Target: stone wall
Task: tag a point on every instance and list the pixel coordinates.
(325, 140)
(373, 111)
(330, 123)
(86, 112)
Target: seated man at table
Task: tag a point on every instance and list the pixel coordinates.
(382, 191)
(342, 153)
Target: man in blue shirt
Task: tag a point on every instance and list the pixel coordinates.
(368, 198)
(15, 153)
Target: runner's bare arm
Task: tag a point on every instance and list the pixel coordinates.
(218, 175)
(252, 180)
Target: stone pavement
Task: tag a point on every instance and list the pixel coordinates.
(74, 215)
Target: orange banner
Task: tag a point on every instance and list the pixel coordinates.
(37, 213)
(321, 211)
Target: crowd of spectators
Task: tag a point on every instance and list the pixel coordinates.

+===+

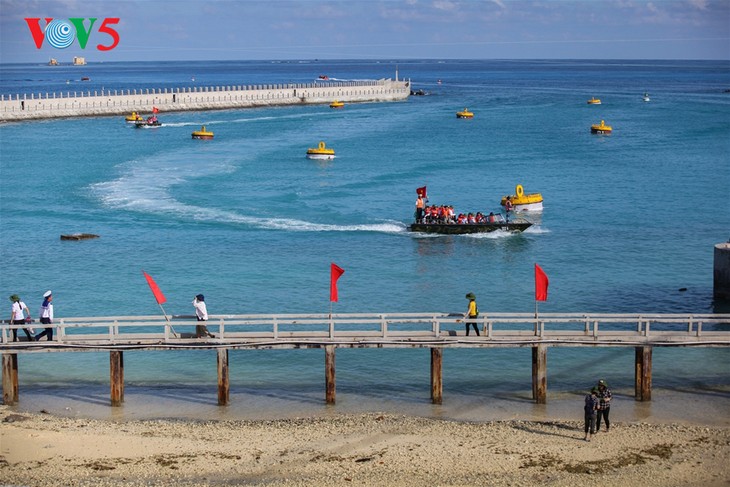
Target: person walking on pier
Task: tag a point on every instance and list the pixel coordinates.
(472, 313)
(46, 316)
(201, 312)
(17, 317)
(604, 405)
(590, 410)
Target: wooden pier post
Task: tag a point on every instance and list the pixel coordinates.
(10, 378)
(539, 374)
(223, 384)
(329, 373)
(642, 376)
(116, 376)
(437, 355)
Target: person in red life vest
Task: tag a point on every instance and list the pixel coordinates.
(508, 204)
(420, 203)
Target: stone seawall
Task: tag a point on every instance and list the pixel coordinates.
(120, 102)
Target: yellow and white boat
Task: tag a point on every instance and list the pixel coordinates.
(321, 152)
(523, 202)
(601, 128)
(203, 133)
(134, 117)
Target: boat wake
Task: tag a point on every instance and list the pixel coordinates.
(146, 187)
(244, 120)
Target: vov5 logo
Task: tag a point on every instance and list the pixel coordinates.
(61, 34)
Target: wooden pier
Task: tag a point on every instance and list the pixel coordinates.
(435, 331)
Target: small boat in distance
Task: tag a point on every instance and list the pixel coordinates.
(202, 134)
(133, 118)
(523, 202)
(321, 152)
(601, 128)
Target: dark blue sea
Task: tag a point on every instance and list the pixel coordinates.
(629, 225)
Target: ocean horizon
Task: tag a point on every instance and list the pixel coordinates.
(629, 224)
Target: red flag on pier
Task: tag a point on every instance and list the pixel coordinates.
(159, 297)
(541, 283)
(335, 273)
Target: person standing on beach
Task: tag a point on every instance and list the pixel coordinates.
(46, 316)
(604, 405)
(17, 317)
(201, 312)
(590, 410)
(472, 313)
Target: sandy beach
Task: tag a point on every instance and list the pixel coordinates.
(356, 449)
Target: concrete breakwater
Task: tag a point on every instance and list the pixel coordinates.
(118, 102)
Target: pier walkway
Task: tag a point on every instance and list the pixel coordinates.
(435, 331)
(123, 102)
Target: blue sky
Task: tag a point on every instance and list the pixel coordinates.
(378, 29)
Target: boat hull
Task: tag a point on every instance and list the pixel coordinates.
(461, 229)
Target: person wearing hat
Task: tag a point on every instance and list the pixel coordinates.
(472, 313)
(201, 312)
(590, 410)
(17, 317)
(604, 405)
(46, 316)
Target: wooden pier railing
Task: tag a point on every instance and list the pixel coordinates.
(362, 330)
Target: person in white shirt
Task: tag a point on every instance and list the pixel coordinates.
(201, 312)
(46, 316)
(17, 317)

+===+

Given problem: Collect each line of the records that contains the word "wooden" and copy it in full. The match is case-sensitive.

Expected answer:
Target: wooden pier post
Target: wooden pier
Target: wooden pier railing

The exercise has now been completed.